[Records from a dataset]
*** Begin section ***

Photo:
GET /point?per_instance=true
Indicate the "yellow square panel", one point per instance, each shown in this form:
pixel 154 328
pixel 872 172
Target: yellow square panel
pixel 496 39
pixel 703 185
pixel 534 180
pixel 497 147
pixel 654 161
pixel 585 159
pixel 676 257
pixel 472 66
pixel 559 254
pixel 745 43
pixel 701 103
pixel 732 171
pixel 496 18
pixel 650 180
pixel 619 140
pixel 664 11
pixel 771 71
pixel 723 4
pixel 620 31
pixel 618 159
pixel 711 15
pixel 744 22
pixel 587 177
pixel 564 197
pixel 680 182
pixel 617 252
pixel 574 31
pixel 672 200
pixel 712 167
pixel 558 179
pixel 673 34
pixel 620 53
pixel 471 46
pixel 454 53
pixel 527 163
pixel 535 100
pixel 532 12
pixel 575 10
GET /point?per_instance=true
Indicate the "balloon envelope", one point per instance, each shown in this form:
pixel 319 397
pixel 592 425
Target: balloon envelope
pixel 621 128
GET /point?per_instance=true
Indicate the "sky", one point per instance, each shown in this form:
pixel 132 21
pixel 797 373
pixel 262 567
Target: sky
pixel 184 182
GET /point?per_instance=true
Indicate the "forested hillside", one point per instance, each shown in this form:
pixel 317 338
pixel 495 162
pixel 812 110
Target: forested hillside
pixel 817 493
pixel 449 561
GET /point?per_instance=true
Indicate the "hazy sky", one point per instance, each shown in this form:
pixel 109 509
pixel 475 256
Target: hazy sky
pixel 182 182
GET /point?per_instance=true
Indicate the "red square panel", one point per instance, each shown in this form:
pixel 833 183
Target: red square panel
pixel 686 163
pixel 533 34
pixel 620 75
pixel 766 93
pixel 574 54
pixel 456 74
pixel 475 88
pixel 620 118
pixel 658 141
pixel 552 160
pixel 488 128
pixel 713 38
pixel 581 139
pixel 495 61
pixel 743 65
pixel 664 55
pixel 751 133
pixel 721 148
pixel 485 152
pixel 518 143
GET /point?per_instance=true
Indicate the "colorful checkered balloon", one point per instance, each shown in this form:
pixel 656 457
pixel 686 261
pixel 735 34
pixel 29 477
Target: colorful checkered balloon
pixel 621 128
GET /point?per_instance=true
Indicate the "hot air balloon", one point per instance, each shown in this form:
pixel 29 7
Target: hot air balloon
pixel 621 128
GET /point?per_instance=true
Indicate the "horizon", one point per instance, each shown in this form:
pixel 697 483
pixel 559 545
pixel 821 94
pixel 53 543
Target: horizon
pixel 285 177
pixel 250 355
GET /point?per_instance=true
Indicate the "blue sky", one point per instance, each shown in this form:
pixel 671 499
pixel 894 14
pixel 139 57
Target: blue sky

*** End section ***

Lines above with the string "blue" need to be found and copied.

Indicate the "blue sky", one point per instance, each shown in this form:
Target: blue sky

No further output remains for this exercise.